──────── Estratto della pagina

Persino mentre puliscono insieme i fagiolini, intorno al tavolo di formica azzurra della cucina, Fus, suo fratello Louis e il padre non sono così sereni.
Sorridono, commentano la partita, ma la crepa è lì, e continua a lavorare. Fus e Louis gli sono cresciuti davanti – sembra pensare Pierre, il padre – quasi senza che se ne sia reso conto. Da quando è rimasto vedovo, gli anni sono volati via nel tentativo continuo di far quadrare tutto, e di educare bene i figli. Come nel breve, intenso romanzo di Petitmangin, l’angoscia che serpeggia nel padre per le frequentazioni di Fus con i militanti di estrema destra divampa in uno scontro aperto con il figlio, un giovane bello e ribelle, e che nonostante le simpatie per l’estremismo resta l’unico del gruppo senza la testa rasata. E questo, forse, è il solo, residuale elemento di distinzione di Fus all’interno della cerchia. Per il resto, si adegua senza difficoltà: prende parte a scontri, risse, esulta con la bava alla bocca mentre assiste ai combattimenti clandestini. Il fratello, intanto, guarda a Parigi, partecipa con il padre alla giornata di orientamento della Sorbona: sta per iscriversi a lettere, e proprio Fus – con la sua cerchia di amici – gli darà una mano con l’alloggio.
Lentamente emerge il contrasto tra la cultura di appartenenza e quella a cui si aderisce per opposizione, per insoddisfazione, perché ci si convince che quei valori di sinistra, improntati alla solidarietà, alla tolleranza, abbiano esaurito la loro spinta. Fus arriva persino a mettere in discussione il motto nazionale della Repubblica Francese: «Libertà, per chi? Legalità, per chi? E fraternità…» ride, il figlio, su quell’ultima parola, e il padre, per un attimo, lo caccia via di casa.

────────────────
──────── Elenco

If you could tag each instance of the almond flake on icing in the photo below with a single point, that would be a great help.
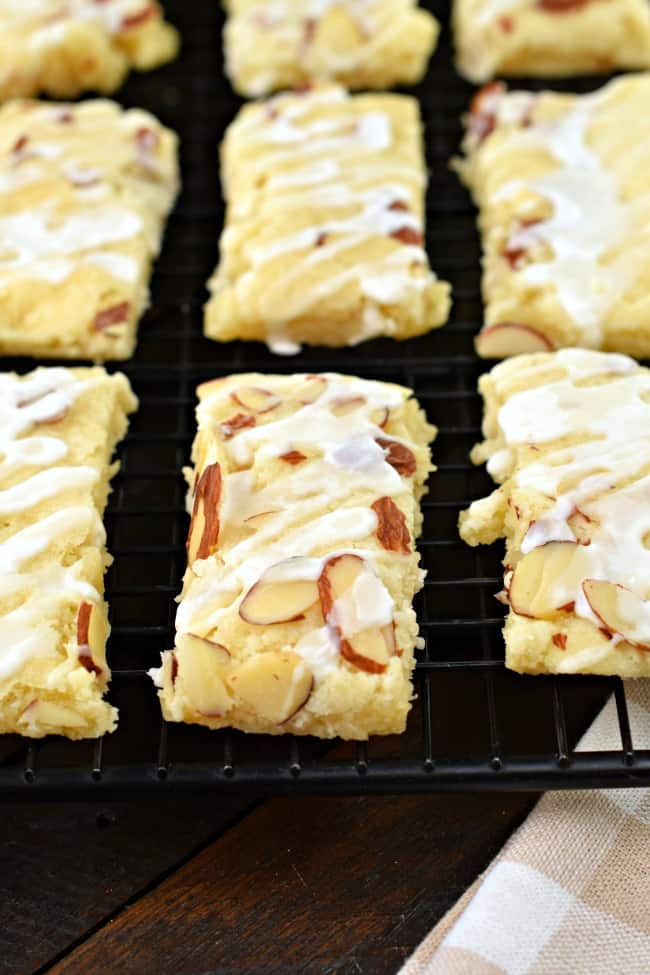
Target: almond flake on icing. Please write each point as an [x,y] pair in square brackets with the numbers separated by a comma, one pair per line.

────────────────
──────── Elenco

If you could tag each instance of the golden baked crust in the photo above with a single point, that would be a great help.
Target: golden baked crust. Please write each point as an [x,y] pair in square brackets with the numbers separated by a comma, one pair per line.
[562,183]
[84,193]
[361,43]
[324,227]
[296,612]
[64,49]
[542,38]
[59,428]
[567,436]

────────────────
──────── Elenco

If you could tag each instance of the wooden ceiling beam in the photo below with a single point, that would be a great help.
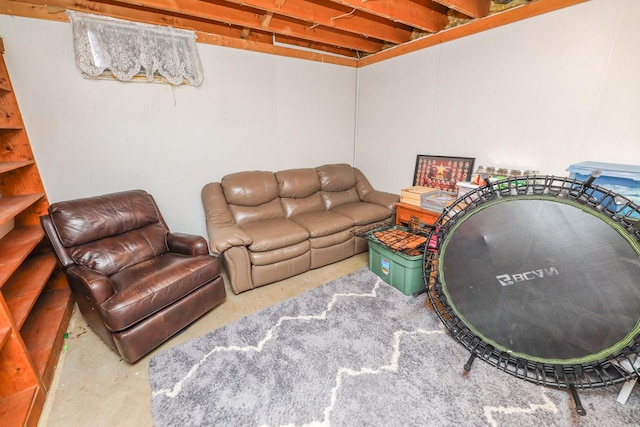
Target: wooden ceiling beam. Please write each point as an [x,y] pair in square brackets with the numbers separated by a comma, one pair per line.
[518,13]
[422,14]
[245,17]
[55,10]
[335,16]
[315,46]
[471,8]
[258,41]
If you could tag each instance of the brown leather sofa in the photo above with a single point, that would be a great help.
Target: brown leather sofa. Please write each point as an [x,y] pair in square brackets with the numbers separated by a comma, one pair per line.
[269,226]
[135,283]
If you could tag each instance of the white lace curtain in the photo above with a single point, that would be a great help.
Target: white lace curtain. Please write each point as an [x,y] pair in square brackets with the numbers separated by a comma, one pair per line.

────────────────

Consegna —
Ricopia per intero e senza alcuna modifica l'estratto su Fus e suo padre riportato sopra.

Soluzione —
Persino mentre puliscono insieme i fagiolini, intorno al tavolo di formica azzurra della cucina, Fus, suo fratello Louis e il padre non sono così sereni.
Sorridono, commentano la partita, ma la crepa è lì, e continua a lavorare. Fus e Louis gli sono cresciuti davanti – sembra pensare Pierre, il padre – quasi senza che se ne sia reso conto. Da quando è rimasto vedovo, gli anni sono volati via nel tentativo continuo di far quadrare tutto, e di educare bene i figli. Come nel breve, intenso romanzo di Petitmangin, l’angoscia che serpeggia nel padre per le frequentazioni di Fus con i militanti di estrema destra divampa in uno scontro aperto con il figlio, un giovane bello e ribelle, e che nonostante le simpatie per l’estremismo resta l’unico del gruppo senza la testa rasata. E questo, forse, è il solo, residuale elemento di distinzione di Fus all’interno della cerchia. Per il resto, si adegua senza difficoltà: prende parte a scontri, risse, esulta con la bava alla bocca mentre assiste ai combattimenti clandestini. Il fratello, intanto, guarda a Parigi, partecipa con il padre alla giornata di orientamento della Sorbona: sta per iscriversi a lettere, e proprio Fus – con la sua cerchia di amici – gli darà una mano con l’alloggio.
Lentamente emerge il contrasto tra la cultura di appartenenza e quella a cui si aderisce per opposizione, per insoddisfazione, perché ci si convince che quei valori di sinistra, improntati alla solidarietà, alla tolleranza, abbiano esaurito la loro spinta. Fus arriva persino a mettere in discussione il motto nazionale della Repubblica Francese: «Libertà, per chi? Legalità, per chi? E fraternità…» ride, il figlio, su quell’ultima parola, e il padre, per un attimo, lo caccia via di casa.